Text passage →
★ ★ ★

Numerical modelling shows that magma buoyancy is the most important factor in determining the frequency and magnitude of the Earth’s most destructive volcanic phenomena
A new paper by a collaboration from the Universities of Geneva, Bristol and Savoie quantifies the relative contributions of magma supply, mechanical properties of the crust and magma, and tectonic regime in controlling the frequency and magnitude of volcanic eruptions. The team, led by Professor Luca Caricchi, coupled over 1.2 million simulations of a thermomechanical numerical model of magma injection into Earth’s crust with complex statistical analysis to try and replicate the behaviour of melt beneath a volcano.
This work reveals a dichotomy in the causes of volcanic eruptions, which is related to their size. It is known that small, frequent eruptions are triggered by magma replenishment, which imparts stress on the magma chamber walls; eruptions occur when this stress exceeds the strength of the surrounding rock. In contrast, Caricchi et al. demonstrate that bigger, less frequent eruptions are instead driven by the intrinsic buoyancy associated with large magma bodies, a consequence of the slow accumulation of low-density magma beneath a volcano.
These findings are particularly important because this is the first time a physical link between the frequency and magnitude of volcanic eruptions has been established. The findings allow the predictions of the scale of the largest possible volcanic eruption on Earth; the work suggests magma chamber can contain a maximum of 35,000 km3 of eruptible magma, translating to an eruption spewing out approximately 3,500 km3 of rock. This is three times the volume released during the supereruption of Yellowstone around 640,000 years ago.
Caricchi, L, Annen, CJ, Blundy, JD, Simpson, G & Pinel, V (2014) ‘Frequency and magnitude of volcanic eruptions controlled by magma injection and buoyancy’, Nature Geoscience. http://dx.doi.org/10.1038/ngeo2041.
Super-eruptions are extremely rare events. Indeed, the global frequency of explosive volcanic eruptions is inversely proportional to the volume of magma released in a single event. The rate of magma supply, mechanical properties of the crust and magma, and tectonic regime are known to play a role in controlling eruption frequency and magnitude, but their relative contributions have not been quantified. Here we use a thermomechanical numerical model of magma injection into Earth’s crust and Monte Carlo simulations to explore the factors controlling the recurrence rates of eruptions of different magnitudes. We find that the rate of magma supply to the upper crust controls the volume of a single eruption. The time interval between magma injections into the subvolcanic reservoir, at a constant magma-supply rate, determines the duration of the magmatic activity that precedes eruptions. Our simulations reproduce the observed relationship between eruption volume and magma chamber residence times and replicate the observed correlation between erupted volumes and caldera dimensions. We also find that magma buoyancy is key to triggering super-eruptions, whereas pressurization associated with magma injection is responsible for relatively small and frequent eruptions. Our findings help improve our ability to decipher the long-term activity patterns of volcanic systems.

★ ★ ★

Extracted data →
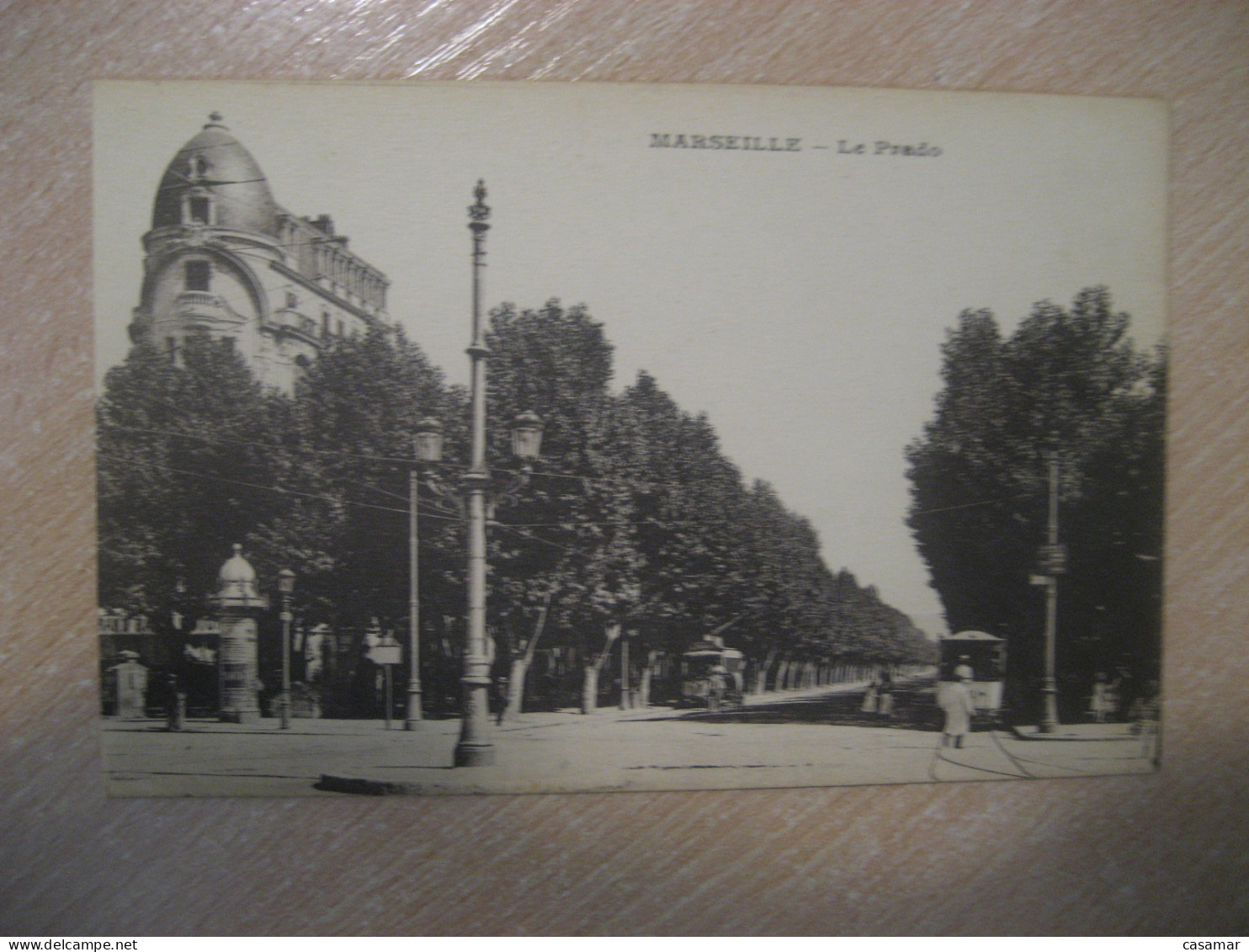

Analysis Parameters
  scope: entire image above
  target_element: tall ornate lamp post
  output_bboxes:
[1039,452,1066,733]
[277,568,295,731]
[403,417,442,731]
[412,181,542,767]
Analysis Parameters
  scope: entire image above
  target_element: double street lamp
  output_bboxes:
[277,568,295,731]
[405,180,542,767]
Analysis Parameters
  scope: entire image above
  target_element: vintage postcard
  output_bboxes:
[93,82,1168,795]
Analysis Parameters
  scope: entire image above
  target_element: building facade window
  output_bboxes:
[186,260,212,291]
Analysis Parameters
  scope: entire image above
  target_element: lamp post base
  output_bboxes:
[1037,681,1058,733]
[456,742,495,767]
[403,682,423,731]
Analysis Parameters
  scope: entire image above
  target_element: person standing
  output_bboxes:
[707,665,728,711]
[1089,671,1113,723]
[859,674,880,714]
[940,674,975,747]
[875,668,893,721]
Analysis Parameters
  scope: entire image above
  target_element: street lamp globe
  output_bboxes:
[413,416,442,462]
[511,410,542,460]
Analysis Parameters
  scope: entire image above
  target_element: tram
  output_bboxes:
[937,631,1007,714]
[681,635,746,707]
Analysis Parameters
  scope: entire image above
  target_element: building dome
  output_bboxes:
[152,113,277,237]
[217,542,256,590]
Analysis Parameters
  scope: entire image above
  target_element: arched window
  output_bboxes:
[186,258,212,291]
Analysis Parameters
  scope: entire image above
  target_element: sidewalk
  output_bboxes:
[94,684,1151,795]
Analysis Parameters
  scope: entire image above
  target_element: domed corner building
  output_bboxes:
[130,113,390,394]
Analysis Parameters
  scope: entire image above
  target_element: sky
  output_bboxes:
[93,82,1167,632]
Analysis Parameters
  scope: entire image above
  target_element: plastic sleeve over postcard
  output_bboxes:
[93,82,1168,795]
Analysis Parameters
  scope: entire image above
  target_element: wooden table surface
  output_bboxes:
[0,0,1249,937]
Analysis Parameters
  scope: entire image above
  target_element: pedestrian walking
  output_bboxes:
[707,665,728,711]
[491,674,508,727]
[875,670,893,721]
[1089,671,1114,723]
[859,674,878,714]
[940,674,975,747]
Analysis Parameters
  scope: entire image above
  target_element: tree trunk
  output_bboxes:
[581,621,621,714]
[753,648,777,694]
[637,651,660,707]
[777,656,789,691]
[503,593,550,720]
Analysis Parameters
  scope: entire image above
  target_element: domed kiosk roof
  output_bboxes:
[217,542,256,585]
[152,113,277,237]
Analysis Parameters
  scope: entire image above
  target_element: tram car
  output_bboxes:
[937,631,1007,715]
[679,635,746,707]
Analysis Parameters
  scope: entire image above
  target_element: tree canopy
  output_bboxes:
[906,287,1167,714]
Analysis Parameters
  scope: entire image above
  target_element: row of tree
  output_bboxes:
[98,300,931,709]
[906,287,1167,715]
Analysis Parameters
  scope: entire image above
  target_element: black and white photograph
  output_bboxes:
[93,81,1168,797]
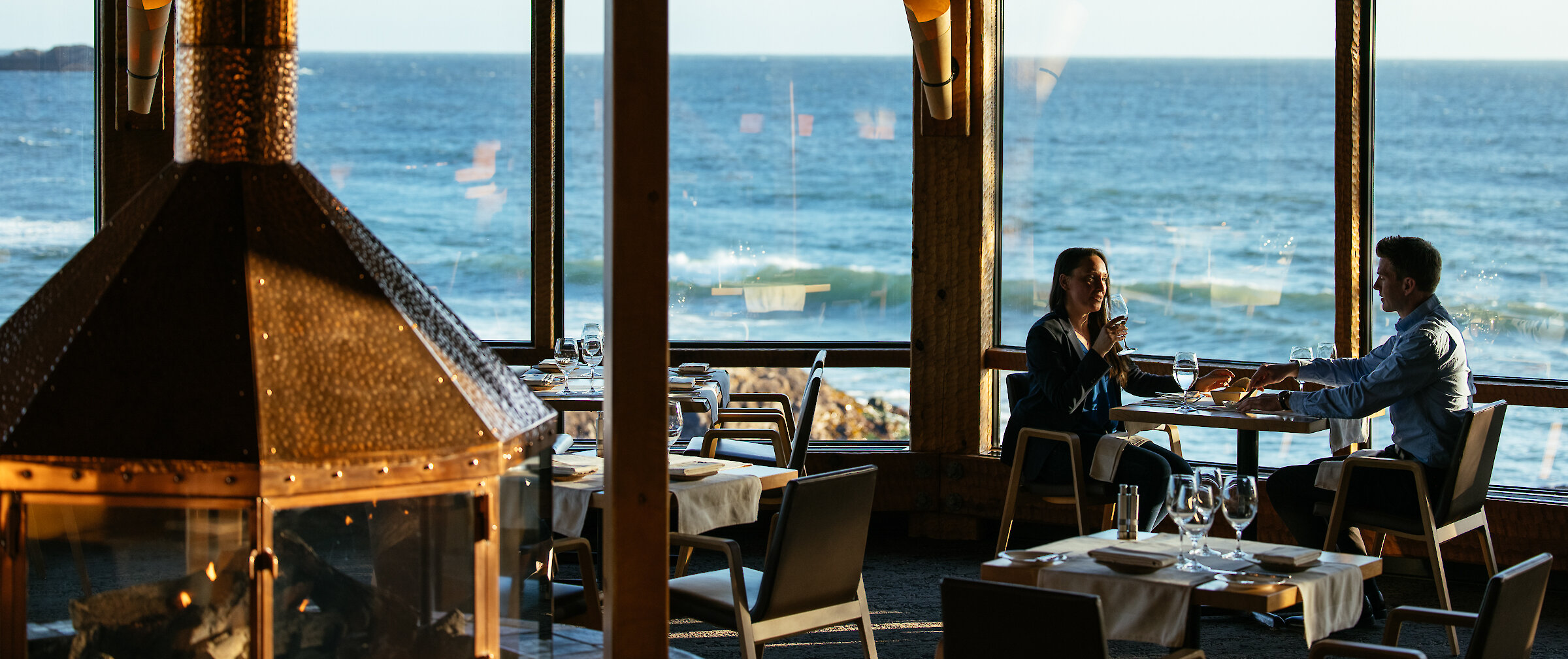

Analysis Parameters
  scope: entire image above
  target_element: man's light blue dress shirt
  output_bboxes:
[1290,295,1475,467]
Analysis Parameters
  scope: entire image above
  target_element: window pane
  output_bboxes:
[566,0,913,341]
[999,0,1334,361]
[1372,0,1568,488]
[0,37,94,318]
[299,0,532,341]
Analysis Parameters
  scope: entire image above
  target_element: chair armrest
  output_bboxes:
[550,538,604,629]
[1308,639,1427,659]
[687,428,784,458]
[670,532,751,609]
[1383,605,1480,645]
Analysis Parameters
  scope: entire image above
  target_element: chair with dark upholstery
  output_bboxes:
[936,577,1204,659]
[1311,554,1552,659]
[1314,400,1509,654]
[996,372,1181,552]
[670,464,877,659]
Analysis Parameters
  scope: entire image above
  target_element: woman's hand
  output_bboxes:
[1192,369,1235,391]
[1091,318,1128,356]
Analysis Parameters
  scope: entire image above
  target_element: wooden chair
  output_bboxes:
[1316,400,1509,654]
[996,373,1181,554]
[670,464,877,659]
[936,577,1204,659]
[1311,554,1552,659]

★ ★ ★

Task goal → According to the volcanic eruption article, what is the maximum amount of eruptible magma that a magma chamber can contain? These rows have nothing to do with the volcanic eruption article.

Exercise answer → 35,000 km3